Segment Open

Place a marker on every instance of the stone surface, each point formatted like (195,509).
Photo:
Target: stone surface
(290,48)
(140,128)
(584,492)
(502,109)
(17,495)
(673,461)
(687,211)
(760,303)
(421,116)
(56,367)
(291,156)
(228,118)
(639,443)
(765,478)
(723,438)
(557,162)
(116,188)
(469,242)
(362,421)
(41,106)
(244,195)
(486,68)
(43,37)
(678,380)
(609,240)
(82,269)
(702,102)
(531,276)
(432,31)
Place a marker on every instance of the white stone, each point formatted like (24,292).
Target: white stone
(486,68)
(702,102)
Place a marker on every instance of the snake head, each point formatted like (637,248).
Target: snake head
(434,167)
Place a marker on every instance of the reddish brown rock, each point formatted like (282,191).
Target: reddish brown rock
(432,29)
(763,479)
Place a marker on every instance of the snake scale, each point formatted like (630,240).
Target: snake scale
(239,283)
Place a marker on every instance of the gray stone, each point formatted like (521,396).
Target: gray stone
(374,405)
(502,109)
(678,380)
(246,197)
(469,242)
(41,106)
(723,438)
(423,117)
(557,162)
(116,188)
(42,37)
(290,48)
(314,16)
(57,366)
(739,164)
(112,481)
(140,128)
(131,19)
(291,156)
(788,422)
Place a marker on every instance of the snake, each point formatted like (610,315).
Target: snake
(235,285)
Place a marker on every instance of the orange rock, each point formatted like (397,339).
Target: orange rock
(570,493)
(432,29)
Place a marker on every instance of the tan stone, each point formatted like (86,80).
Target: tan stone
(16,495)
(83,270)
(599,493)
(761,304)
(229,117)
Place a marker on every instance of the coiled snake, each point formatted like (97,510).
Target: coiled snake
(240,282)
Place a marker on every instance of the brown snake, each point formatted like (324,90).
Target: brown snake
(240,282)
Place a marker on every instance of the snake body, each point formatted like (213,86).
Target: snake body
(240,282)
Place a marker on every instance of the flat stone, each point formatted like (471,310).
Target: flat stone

Segment Closed

## What you need to do
Nothing but an exact repetition of the entries is expected here.

## Written answer
Place a marker on every instance of the stone surface, each point formatted like (195,509).
Photo:
Target: stone surface
(290,48)
(140,128)
(584,492)
(502,109)
(17,495)
(673,461)
(687,211)
(760,303)
(421,116)
(56,367)
(291,156)
(228,118)
(639,443)
(765,478)
(723,438)
(557,162)
(116,188)
(469,242)
(362,421)
(41,106)
(244,195)
(486,68)
(43,37)
(678,380)
(609,240)
(82,269)
(702,102)
(531,276)
(432,31)
Place a marker on every instance of the white stone, each point formatted like (24,292).
Target: white stone
(486,68)
(702,102)
Place a marker on every instance of the snake head, each point formatted like (637,248).
Target: snake head
(434,167)
Place a marker on every instance of the reddish brown rock, each point formatted like (282,191).
Target: reddish brown rock
(432,29)
(763,479)
Place a marker on every instance of the snake scale, each point formatted like (630,240).
Target: snake scale
(239,283)
Place a marker on every instance of the gray stone, each point formatted like (521,396).
Target: gray stone
(374,405)
(502,109)
(678,380)
(246,197)
(469,242)
(41,106)
(723,438)
(423,117)
(557,162)
(116,188)
(42,37)
(290,48)
(314,16)
(57,366)
(739,164)
(112,481)
(140,128)
(131,19)
(291,156)
(788,422)
Place a marker on every instance of the snake, each point formatted like (610,315).
Target: snake
(235,285)
Place a marker on every instance of the orange rock, each point formatted like (397,339).
Target: orange rock
(570,493)
(432,29)
Place a marker on every instance of the tan stone, each point formatted like (86,80).
Target: tan stone
(16,495)
(83,270)
(599,493)
(761,304)
(229,117)
Place a marker on every instance of the coiled snake, each point formatted like (97,510).
Target: coiled snake
(240,282)
Place a marker on every instance of the brown snake, each point formatted like (324,90).
Target: brown snake
(240,282)
Place a marker on every instance of the snake body, each point formatted like (213,86).
Target: snake body
(240,282)
Place a marker on every instance of the flat stone, each point formatted like (471,310).
Target: flat stone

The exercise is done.